Set problem A>
Using the film review below, answer each item on its own line:
(i) Whom does Al tell to stay away from his daughter?
(ii) Where is Fred when he happens into a better job?
(iii) Whose wedding brings Fred and Peggy together again?

Text extract>
********************

Peggy admits to her mother that she feels Fred deserves better than his current wife and that she intends to break up their marriage. Her mother tells her that her own marriage to Al was faced with the same problem in the past but they overcame it. When Al hears of this, he quickly tells Fred to stay away from his daughter. A little hypocritical there, Al. Men are fine with women chasing after them and ruining marriages, unless of course one of the women is his own daughter.

Fred is absolutely adorable and even knocks around one of his customers for having negative things to say about the war. He of course loses his job for this and his wife, who is courting other men, tells him that she gave him the best years of her life and is now leaving him. Men still are fascinated by shallow women like her so it shows men may never evolve.

In the end, Fred plans to leave town and move on with his life elsewhere. While at the airport, he happens to stumble into a better job dealing with the planes he flew in the war. Butch does marry his girlfriend and it is at the wedding Fred and Peggy see each other again. Peggy, unlike his charming ex-wife, seems happy to struggle along side him. While it never says, one can assume that Fred and Peggy added to the Baby-Boomer generation.

The Best Years of Our Lives is one of my favorite Oscar winning films. I am not saying that any war should be romanticized. However, World War II is the last time in American history that the unquestionable majority stood behind the country's fight. Korea seems to be a war forgotten by anyone not directly involved. Vietnam was the first time the country really divided and generations openly disagreed with each other. The Cold War cannot really "count" as a war. The streets of NYC did not fill with people following any news in either Iraq conflict. Americans pulled together for the war effort in the 1940s. The end of the war and the boys coming home was a huge reason for celebration for the nation. Perhaps one of the greatest moments on film is the nurse-sailor kiss in Times Square on V-J Day. I mean, does a world war really have to end to get kissed like that? Unless you are staring in a major motion picture, I am assuming so.

********************

Data shown>
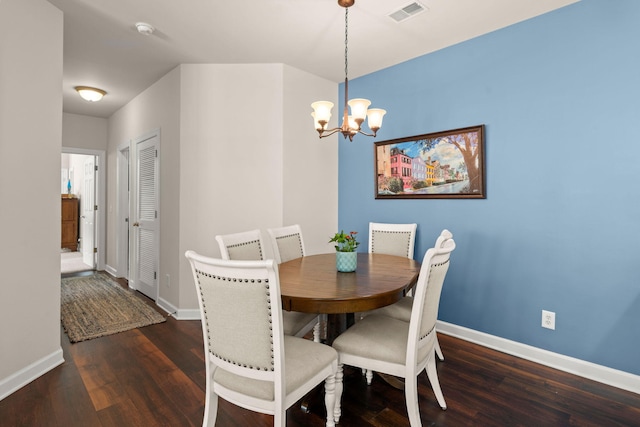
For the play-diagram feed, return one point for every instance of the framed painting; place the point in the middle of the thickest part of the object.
(441, 165)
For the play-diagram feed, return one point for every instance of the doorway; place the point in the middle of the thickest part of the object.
(82, 193)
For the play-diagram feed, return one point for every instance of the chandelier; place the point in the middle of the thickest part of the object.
(351, 124)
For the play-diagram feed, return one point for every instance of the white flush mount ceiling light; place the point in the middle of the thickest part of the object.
(90, 94)
(144, 28)
(359, 107)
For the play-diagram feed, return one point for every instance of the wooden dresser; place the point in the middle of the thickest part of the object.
(69, 223)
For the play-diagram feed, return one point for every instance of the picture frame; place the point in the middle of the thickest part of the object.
(441, 165)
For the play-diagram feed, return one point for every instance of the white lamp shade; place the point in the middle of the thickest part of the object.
(359, 107)
(375, 117)
(317, 125)
(90, 94)
(322, 110)
(353, 125)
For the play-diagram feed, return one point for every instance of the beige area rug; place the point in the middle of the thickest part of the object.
(71, 262)
(95, 306)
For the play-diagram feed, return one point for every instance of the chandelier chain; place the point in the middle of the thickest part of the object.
(346, 42)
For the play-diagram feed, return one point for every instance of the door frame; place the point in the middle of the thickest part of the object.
(100, 224)
(123, 185)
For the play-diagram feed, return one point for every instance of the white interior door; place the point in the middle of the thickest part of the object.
(87, 217)
(145, 222)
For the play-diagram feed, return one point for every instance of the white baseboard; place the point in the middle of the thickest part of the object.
(184, 314)
(602, 374)
(29, 373)
(112, 271)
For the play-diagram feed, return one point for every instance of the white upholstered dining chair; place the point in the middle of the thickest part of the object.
(288, 244)
(402, 309)
(398, 348)
(248, 245)
(248, 359)
(392, 239)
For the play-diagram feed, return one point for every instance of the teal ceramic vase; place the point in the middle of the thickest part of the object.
(346, 262)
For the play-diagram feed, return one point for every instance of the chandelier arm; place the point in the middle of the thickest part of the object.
(367, 134)
(328, 132)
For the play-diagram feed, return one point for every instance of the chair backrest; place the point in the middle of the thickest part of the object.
(392, 239)
(426, 299)
(287, 243)
(241, 316)
(242, 246)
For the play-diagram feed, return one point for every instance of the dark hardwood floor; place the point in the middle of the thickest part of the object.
(154, 376)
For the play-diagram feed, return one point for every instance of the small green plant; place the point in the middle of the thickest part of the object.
(345, 242)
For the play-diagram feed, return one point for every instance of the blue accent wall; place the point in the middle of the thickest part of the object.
(559, 96)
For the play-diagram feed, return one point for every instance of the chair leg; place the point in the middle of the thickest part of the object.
(411, 398)
(316, 332)
(337, 408)
(210, 408)
(330, 399)
(435, 384)
(369, 375)
(439, 350)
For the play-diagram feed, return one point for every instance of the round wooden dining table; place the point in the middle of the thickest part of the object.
(312, 284)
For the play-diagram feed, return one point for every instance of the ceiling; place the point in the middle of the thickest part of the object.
(102, 47)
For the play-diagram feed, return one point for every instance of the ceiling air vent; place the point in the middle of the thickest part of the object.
(406, 12)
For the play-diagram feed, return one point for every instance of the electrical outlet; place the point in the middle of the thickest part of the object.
(548, 319)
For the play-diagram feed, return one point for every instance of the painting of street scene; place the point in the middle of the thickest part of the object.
(447, 164)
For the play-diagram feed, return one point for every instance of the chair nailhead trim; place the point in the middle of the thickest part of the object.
(251, 242)
(292, 235)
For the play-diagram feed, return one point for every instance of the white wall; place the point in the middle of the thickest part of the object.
(158, 107)
(250, 157)
(236, 147)
(310, 175)
(79, 131)
(30, 128)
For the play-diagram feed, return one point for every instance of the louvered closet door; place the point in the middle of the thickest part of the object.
(145, 227)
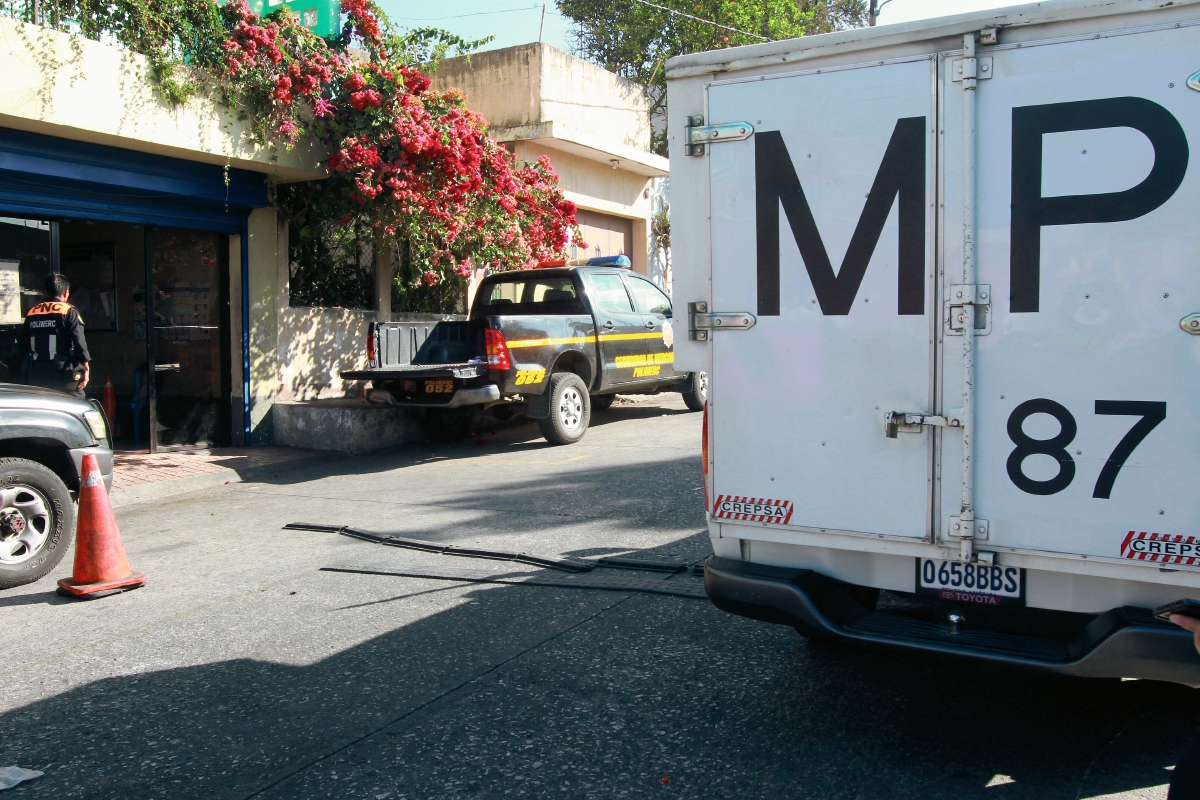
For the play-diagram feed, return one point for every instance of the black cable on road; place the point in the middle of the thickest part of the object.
(431, 701)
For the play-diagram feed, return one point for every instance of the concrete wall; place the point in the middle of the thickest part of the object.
(106, 95)
(593, 125)
(520, 86)
(316, 344)
(595, 186)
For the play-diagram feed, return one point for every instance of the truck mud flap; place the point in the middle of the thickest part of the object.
(1125, 642)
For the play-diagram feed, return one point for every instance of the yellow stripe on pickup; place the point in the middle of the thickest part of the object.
(625, 337)
(571, 340)
(583, 340)
(625, 361)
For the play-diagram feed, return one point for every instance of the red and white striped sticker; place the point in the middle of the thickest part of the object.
(732, 506)
(1163, 548)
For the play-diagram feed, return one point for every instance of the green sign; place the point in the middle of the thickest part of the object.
(322, 17)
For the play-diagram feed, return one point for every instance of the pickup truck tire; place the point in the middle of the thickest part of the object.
(603, 402)
(447, 423)
(570, 409)
(36, 522)
(697, 395)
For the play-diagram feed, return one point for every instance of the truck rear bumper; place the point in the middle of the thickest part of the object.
(477, 396)
(1122, 643)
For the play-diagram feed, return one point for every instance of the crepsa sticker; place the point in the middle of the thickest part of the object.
(731, 506)
(1163, 548)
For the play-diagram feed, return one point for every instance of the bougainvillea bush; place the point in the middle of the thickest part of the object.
(411, 167)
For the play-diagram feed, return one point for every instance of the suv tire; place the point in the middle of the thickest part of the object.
(36, 522)
(570, 409)
(697, 392)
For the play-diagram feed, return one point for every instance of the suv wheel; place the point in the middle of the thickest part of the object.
(36, 522)
(697, 395)
(570, 409)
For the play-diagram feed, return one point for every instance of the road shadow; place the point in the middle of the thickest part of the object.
(598, 705)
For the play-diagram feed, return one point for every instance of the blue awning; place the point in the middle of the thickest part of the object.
(49, 176)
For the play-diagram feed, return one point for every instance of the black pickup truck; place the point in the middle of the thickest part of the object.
(561, 341)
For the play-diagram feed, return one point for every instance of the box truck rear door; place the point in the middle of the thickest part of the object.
(821, 227)
(1086, 382)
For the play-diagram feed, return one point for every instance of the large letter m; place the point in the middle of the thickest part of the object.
(903, 172)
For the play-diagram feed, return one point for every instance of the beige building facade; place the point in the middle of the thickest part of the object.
(593, 125)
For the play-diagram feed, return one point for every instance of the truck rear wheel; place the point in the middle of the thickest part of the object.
(570, 409)
(36, 522)
(697, 392)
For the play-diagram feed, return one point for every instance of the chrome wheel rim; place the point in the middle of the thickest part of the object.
(25, 523)
(570, 408)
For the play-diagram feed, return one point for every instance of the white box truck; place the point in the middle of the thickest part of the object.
(945, 277)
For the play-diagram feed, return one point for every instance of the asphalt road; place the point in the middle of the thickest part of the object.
(243, 669)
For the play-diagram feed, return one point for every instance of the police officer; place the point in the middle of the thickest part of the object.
(58, 353)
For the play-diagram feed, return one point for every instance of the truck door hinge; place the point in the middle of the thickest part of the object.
(895, 422)
(697, 134)
(701, 322)
(977, 68)
(960, 294)
(954, 529)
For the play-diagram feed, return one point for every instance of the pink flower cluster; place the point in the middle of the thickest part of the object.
(419, 158)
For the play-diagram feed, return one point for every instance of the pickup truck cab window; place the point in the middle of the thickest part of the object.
(649, 298)
(622, 330)
(526, 295)
(610, 295)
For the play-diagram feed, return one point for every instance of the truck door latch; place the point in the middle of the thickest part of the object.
(895, 422)
(697, 134)
(701, 322)
(963, 294)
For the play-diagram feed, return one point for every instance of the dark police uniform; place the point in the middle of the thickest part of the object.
(57, 347)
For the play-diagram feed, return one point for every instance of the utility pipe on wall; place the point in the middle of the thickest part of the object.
(245, 329)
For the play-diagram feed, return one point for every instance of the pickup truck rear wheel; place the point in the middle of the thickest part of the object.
(697, 395)
(36, 522)
(570, 409)
(603, 402)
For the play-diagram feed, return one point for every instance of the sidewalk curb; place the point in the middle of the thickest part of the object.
(144, 493)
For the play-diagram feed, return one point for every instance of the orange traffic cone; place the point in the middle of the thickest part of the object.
(101, 566)
(109, 404)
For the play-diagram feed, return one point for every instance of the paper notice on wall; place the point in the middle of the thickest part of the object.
(10, 293)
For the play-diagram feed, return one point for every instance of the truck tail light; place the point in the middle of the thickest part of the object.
(703, 453)
(497, 350)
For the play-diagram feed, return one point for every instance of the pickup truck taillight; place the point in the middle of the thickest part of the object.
(497, 350)
(372, 352)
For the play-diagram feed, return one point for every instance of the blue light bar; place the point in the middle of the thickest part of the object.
(611, 260)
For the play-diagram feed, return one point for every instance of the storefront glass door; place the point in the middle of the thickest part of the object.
(189, 338)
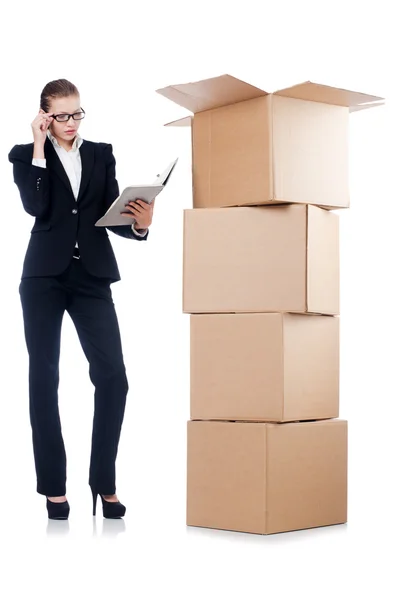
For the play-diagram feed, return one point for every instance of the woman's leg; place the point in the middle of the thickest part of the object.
(93, 313)
(43, 304)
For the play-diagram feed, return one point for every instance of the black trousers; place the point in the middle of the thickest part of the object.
(88, 300)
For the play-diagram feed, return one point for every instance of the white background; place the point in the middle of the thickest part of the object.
(117, 56)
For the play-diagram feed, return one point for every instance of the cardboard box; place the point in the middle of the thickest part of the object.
(264, 367)
(266, 478)
(251, 147)
(261, 259)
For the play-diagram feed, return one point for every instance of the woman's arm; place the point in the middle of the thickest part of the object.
(112, 192)
(31, 180)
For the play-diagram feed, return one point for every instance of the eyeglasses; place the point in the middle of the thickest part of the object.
(76, 116)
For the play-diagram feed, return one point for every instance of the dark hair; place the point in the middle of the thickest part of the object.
(60, 88)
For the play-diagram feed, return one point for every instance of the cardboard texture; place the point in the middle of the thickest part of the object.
(266, 478)
(251, 147)
(261, 259)
(264, 367)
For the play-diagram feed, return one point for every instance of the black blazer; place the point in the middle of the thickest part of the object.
(61, 220)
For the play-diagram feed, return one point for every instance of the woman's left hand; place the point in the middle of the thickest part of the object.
(142, 212)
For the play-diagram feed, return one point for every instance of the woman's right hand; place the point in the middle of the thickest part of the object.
(40, 125)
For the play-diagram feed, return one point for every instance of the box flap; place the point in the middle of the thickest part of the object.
(329, 95)
(184, 122)
(211, 93)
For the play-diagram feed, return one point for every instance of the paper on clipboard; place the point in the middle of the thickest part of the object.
(114, 216)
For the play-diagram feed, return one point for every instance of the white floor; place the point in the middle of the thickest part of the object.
(151, 554)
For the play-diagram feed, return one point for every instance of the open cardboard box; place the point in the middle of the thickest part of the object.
(252, 147)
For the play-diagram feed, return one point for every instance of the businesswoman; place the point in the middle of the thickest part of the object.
(67, 184)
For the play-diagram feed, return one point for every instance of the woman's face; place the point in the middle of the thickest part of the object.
(69, 105)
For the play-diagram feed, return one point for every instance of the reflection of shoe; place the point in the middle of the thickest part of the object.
(111, 510)
(58, 510)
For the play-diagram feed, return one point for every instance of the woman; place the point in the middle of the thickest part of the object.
(67, 184)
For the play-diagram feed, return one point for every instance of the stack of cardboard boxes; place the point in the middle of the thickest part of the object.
(266, 449)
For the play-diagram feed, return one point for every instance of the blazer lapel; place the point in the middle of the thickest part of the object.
(87, 164)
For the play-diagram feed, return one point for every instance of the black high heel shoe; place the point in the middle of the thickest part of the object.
(58, 510)
(111, 510)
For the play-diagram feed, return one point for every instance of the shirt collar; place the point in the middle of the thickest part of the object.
(78, 140)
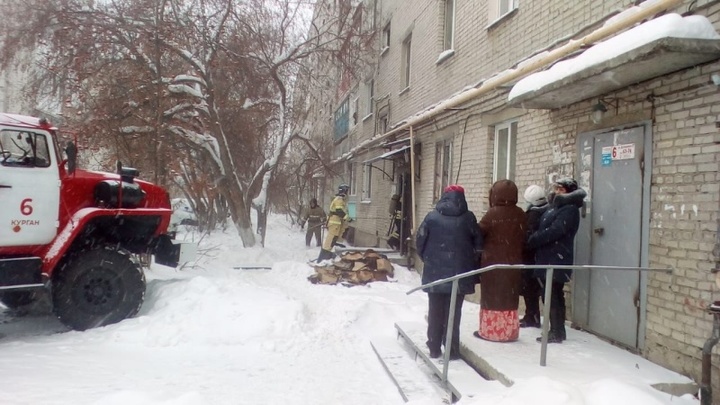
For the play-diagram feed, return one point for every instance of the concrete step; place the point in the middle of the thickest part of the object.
(413, 382)
(462, 381)
(393, 255)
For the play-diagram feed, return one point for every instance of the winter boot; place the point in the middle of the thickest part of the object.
(324, 255)
(434, 352)
(553, 337)
(530, 321)
(532, 313)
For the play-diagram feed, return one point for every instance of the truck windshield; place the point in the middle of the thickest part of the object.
(24, 149)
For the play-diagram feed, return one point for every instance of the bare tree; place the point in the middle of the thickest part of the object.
(197, 90)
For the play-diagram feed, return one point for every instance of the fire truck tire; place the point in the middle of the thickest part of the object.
(17, 299)
(98, 287)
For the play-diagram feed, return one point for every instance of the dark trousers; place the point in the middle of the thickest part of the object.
(438, 311)
(531, 291)
(313, 230)
(557, 309)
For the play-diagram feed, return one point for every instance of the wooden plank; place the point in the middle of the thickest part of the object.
(412, 383)
(463, 380)
(249, 267)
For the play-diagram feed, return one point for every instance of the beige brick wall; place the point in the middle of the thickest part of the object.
(684, 189)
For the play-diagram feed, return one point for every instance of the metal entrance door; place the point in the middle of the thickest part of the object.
(611, 167)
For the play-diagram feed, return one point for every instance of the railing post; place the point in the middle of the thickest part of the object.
(448, 334)
(546, 316)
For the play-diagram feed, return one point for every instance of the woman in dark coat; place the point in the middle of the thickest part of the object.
(553, 243)
(530, 286)
(504, 231)
(448, 242)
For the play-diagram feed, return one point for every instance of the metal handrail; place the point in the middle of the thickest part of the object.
(546, 306)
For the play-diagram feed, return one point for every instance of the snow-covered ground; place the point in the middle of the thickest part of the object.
(212, 334)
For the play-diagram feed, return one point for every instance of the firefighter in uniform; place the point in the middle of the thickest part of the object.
(315, 218)
(396, 224)
(338, 221)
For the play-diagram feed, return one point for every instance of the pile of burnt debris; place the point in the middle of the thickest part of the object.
(353, 268)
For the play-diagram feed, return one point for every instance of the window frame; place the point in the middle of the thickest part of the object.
(370, 93)
(449, 25)
(352, 179)
(510, 153)
(341, 116)
(385, 38)
(366, 195)
(442, 175)
(494, 7)
(38, 154)
(406, 63)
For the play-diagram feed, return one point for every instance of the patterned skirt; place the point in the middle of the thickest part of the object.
(499, 326)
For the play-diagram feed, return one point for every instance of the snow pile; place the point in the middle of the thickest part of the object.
(215, 335)
(667, 26)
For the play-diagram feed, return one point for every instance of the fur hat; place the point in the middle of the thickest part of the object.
(454, 187)
(534, 195)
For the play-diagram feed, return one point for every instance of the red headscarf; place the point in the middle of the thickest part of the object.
(454, 187)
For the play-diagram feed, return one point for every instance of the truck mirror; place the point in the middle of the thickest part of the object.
(71, 152)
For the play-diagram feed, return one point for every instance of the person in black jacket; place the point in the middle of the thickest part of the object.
(448, 241)
(553, 243)
(530, 286)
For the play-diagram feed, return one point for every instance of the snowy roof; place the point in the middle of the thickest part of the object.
(662, 28)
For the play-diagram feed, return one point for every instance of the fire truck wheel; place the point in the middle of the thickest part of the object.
(17, 299)
(98, 287)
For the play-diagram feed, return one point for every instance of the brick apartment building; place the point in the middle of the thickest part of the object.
(639, 128)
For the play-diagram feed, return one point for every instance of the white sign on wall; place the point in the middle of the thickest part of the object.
(623, 152)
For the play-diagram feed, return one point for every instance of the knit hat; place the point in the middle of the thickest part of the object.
(454, 187)
(534, 195)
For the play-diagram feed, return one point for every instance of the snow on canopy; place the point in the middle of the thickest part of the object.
(667, 26)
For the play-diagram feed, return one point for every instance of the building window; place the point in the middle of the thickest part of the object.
(370, 97)
(367, 182)
(352, 179)
(406, 62)
(443, 166)
(382, 124)
(386, 38)
(356, 110)
(501, 8)
(342, 119)
(504, 160)
(449, 24)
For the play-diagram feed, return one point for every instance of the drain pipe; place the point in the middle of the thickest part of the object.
(706, 385)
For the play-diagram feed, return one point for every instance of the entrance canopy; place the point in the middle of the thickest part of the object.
(389, 155)
(655, 48)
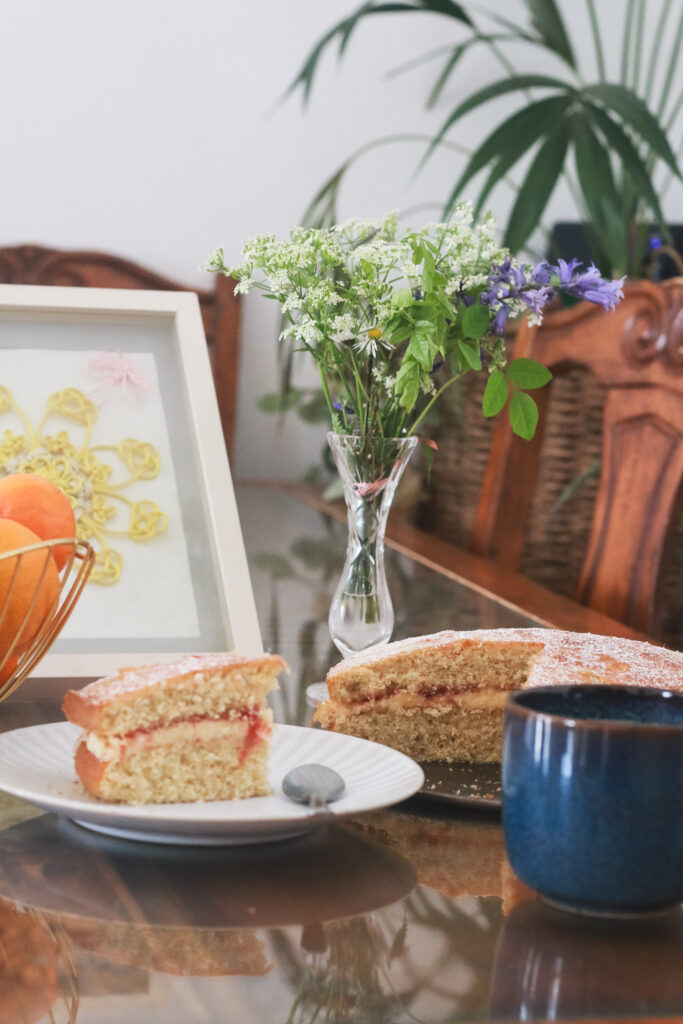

********************

Set problem B> Show every line of the records above that contains the word "sign".

Task output A>
(i) Fred
(ii) At the airport
(iii) Butch's wedding

Task output B>
For the play-diagram feed, return one point for every instance of the green sign; place the point in the middle of the thickest part of the object.
For the play-diagram feed, return one point for every instance of the white sign on wall; place the point in the middle of the thickest part of the object.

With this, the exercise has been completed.